[Stored data entries]
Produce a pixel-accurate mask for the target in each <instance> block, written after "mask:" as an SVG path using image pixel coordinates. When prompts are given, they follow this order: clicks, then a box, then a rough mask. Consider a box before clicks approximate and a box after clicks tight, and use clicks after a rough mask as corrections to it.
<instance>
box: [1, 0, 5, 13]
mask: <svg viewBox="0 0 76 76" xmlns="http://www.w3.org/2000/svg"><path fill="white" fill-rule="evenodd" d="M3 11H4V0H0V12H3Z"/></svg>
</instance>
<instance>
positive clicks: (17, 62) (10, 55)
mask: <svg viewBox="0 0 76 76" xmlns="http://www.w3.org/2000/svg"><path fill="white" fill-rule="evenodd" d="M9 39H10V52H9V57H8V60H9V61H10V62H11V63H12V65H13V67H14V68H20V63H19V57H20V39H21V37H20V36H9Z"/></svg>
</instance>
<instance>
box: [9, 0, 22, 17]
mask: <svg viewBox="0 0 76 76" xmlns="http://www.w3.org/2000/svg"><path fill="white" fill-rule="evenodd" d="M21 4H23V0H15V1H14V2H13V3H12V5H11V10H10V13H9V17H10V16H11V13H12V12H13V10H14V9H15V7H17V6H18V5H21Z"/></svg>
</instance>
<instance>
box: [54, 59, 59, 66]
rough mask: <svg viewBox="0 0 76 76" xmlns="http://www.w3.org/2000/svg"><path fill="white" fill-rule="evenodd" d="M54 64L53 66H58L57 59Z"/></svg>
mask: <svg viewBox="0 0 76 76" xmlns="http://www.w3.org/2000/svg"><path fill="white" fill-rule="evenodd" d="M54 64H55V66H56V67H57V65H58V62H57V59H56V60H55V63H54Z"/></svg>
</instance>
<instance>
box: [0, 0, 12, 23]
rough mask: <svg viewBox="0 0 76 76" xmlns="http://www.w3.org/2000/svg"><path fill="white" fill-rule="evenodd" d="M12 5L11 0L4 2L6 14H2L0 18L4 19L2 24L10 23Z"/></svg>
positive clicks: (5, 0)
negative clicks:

REQUIRED WORK |
Pick out every line of the rows above that contains the string "clicks". Treat uppercase and lowercase letters as different.

EXERCISE OUTPUT |
Produce a pixel-accurate mask for the target in each <instance> block, written after "mask:" as an SVG path using image pixel coordinates. When prompts are given, they follow this order: clicks, then a box, then a rough mask. Consider a box before clicks approximate and a box after clicks tight, and use clicks after a rough mask as corrections to it.
positive clicks: (17, 62) (10, 55)
positive clicks: (5, 0)
negative clicks:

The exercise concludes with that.